Tally the lines in the items below that contain the string "tree". Reply with the number alone.

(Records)
# # #

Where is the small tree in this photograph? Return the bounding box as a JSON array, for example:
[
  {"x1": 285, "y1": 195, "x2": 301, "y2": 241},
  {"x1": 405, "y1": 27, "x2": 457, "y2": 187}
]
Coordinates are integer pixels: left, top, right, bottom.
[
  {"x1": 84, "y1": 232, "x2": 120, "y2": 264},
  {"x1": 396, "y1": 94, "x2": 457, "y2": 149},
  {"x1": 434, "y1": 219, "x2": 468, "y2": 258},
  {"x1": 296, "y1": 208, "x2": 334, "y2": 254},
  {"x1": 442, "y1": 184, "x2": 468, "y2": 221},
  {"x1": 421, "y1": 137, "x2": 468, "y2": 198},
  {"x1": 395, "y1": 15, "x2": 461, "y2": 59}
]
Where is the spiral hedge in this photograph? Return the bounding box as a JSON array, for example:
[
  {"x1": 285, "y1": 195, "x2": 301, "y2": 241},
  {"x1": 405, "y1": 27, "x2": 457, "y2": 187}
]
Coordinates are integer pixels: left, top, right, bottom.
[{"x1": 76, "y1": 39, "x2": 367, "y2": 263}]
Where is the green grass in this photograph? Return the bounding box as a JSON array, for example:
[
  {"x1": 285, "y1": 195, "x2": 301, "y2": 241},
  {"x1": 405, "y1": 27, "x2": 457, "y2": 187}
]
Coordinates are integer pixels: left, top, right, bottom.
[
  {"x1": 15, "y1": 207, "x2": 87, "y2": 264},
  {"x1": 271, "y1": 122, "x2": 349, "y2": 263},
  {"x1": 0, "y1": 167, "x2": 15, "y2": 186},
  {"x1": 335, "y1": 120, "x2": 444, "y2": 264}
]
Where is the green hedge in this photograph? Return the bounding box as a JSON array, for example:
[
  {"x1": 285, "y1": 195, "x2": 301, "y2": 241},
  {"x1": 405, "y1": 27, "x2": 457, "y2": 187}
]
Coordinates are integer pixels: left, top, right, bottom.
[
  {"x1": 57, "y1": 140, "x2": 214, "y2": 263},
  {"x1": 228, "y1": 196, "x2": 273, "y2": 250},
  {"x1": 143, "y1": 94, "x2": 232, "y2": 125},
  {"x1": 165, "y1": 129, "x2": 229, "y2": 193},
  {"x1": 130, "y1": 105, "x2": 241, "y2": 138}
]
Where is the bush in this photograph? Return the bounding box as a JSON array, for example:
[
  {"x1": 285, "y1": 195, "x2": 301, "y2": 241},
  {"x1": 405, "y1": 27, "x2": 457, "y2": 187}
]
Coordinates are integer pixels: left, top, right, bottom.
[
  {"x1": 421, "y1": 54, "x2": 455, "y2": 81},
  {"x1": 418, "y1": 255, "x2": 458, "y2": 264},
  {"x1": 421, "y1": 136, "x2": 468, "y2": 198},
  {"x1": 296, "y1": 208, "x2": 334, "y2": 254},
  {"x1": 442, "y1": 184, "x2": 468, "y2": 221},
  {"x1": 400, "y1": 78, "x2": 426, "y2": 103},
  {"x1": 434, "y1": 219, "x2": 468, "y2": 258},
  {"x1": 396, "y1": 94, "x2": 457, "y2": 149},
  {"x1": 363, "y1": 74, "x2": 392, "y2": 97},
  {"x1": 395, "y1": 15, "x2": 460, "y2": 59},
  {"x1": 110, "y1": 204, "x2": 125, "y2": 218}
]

# # #

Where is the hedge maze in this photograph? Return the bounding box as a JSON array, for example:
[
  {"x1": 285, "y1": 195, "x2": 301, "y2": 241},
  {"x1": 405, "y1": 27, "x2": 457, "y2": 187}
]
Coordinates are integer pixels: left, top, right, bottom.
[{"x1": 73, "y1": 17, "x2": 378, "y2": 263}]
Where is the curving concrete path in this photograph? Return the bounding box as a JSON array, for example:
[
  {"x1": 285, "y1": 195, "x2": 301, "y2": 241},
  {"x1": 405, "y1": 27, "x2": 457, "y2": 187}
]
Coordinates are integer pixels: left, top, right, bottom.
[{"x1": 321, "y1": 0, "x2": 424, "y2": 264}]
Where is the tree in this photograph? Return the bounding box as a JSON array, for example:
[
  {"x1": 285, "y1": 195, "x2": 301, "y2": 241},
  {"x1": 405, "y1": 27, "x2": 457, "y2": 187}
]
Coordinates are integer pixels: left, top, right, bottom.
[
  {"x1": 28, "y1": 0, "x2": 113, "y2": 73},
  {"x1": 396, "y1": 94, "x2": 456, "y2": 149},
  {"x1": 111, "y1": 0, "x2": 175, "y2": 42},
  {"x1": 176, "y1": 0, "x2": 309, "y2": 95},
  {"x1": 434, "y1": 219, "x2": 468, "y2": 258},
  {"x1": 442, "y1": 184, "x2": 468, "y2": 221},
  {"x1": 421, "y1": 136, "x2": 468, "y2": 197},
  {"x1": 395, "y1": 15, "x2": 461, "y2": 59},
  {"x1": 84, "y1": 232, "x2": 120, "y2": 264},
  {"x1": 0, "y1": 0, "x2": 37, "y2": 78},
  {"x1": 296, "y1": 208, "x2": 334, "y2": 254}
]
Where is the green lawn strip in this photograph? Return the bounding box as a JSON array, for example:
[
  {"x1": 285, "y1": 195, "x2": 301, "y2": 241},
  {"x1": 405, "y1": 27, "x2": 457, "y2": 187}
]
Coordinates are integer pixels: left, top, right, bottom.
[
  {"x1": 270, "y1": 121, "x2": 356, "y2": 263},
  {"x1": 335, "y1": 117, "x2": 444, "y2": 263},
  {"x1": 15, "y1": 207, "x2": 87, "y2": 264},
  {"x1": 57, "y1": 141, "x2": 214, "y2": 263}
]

# # #

### Written response
2